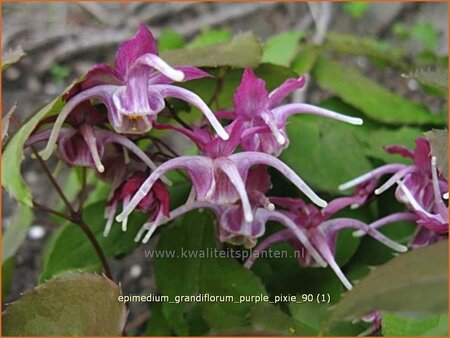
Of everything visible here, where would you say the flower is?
[117,119,326,227]
[339,138,448,243]
[25,102,160,173]
[103,172,170,236]
[221,68,363,156]
[245,196,407,290]
[38,25,228,159]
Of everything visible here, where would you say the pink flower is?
[38,25,228,159]
[223,68,363,156]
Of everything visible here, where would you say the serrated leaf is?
[312,56,445,125]
[2,273,126,337]
[188,28,231,48]
[328,241,448,325]
[161,33,262,68]
[425,129,448,179]
[2,204,33,264]
[382,312,448,337]
[262,31,304,67]
[2,96,63,207]
[39,202,146,283]
[281,115,371,194]
[2,47,26,71]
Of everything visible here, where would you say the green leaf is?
[281,115,371,194]
[425,129,448,178]
[2,47,26,71]
[250,303,318,336]
[411,22,439,50]
[312,56,445,125]
[158,29,186,53]
[39,202,146,283]
[342,1,370,19]
[291,45,321,75]
[328,241,448,325]
[161,33,262,68]
[382,312,448,337]
[2,96,63,207]
[2,273,126,336]
[154,212,214,335]
[365,127,423,164]
[188,28,231,48]
[262,31,304,67]
[2,204,33,264]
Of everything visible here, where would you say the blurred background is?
[2,2,448,332]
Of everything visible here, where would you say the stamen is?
[431,156,447,217]
[122,196,130,231]
[220,158,253,222]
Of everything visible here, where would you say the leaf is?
[161,33,262,68]
[425,129,448,179]
[328,241,448,325]
[39,202,146,283]
[281,115,371,194]
[312,56,445,125]
[382,312,448,337]
[289,295,367,337]
[188,28,231,48]
[2,47,26,71]
[365,127,423,164]
[158,29,186,53]
[2,273,126,336]
[155,212,266,335]
[262,31,304,67]
[2,96,63,207]
[250,303,318,336]
[402,68,448,93]
[2,204,33,264]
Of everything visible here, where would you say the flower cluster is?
[26,26,448,300]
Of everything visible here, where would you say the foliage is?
[2,11,448,336]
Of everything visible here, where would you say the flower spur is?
[41,25,228,159]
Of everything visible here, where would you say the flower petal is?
[115,24,158,76]
[268,76,306,108]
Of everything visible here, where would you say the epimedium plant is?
[2,25,448,335]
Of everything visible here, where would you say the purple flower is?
[223,68,362,156]
[103,172,170,236]
[339,138,448,240]
[245,196,407,290]
[117,119,326,227]
[25,102,160,173]
[42,25,228,159]
[135,166,326,266]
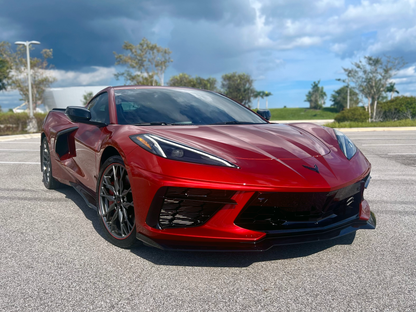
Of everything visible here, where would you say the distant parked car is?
[41,86,376,250]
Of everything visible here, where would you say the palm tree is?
[264,91,273,109]
[386,82,400,100]
[305,80,326,109]
[253,91,264,109]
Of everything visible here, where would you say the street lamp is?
[14,41,40,132]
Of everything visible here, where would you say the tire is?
[41,137,60,189]
[97,156,137,248]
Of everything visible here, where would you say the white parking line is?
[0,141,40,145]
[362,143,416,146]
[0,148,39,152]
[0,161,40,165]
[387,153,416,155]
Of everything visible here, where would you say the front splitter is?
[136,212,376,252]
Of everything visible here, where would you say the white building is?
[43,86,107,111]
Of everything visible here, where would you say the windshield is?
[114,88,266,125]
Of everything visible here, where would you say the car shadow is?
[56,185,355,267]
[55,184,105,239]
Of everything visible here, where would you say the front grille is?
[158,187,235,229]
[234,181,364,232]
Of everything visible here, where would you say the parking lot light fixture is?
[14,41,40,132]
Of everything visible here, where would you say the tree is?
[81,91,94,106]
[253,91,264,109]
[305,80,326,109]
[168,73,218,91]
[0,41,56,109]
[221,72,256,107]
[343,56,406,119]
[0,58,10,91]
[331,86,360,112]
[264,91,273,109]
[113,38,173,86]
[386,82,400,100]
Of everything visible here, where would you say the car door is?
[74,92,110,192]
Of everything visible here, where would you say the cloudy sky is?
[0,0,416,108]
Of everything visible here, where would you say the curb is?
[0,133,40,142]
[334,127,416,132]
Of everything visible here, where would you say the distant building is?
[43,86,107,111]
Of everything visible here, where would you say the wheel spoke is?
[103,176,116,194]
[99,163,135,239]
[100,187,115,201]
[113,166,120,195]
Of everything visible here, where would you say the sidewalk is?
[270,119,334,126]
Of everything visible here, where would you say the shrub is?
[334,107,368,122]
[0,112,46,134]
[379,96,416,120]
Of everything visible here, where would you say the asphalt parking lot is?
[0,131,416,311]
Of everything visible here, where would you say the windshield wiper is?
[211,120,254,125]
[134,121,191,126]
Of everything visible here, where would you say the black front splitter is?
[136,212,376,252]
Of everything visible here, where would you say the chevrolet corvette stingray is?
[40,86,376,251]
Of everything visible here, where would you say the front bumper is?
[136,212,376,251]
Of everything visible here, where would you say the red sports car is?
[41,86,376,251]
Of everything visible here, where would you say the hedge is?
[334,107,368,123]
[0,112,47,135]
[378,96,416,121]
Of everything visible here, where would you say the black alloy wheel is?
[41,137,59,189]
[97,156,136,248]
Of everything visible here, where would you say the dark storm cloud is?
[0,0,255,70]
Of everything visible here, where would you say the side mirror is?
[257,109,272,120]
[65,106,91,123]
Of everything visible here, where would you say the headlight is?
[334,129,357,159]
[130,134,238,168]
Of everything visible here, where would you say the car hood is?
[149,124,330,162]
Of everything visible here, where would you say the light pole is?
[14,41,40,132]
[347,75,350,109]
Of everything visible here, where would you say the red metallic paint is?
[43,87,371,251]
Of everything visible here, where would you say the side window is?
[87,92,110,124]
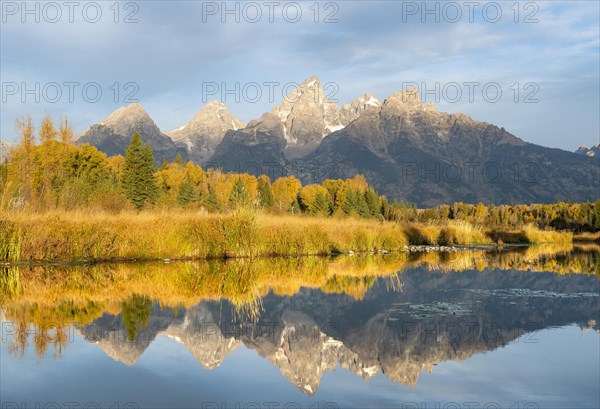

------------------------------------------------

# Task goal
Update the rows from the line containing "Of everything visible here, where would you say the hedge" through the line containing "[0,0,255,70]" by changing "hedge" to "shrub", leaving everything else as it is.

# Response
Of everything visible here, where would you say the shrub is?
[334,107,368,123]
[0,112,47,135]
[378,96,416,121]
Of everything visible here, where would you say the black alloy wheel is?
[41,137,59,189]
[97,156,136,248]
Of everything visible here, where would you say the dark storm cloud is?
[0,0,255,70]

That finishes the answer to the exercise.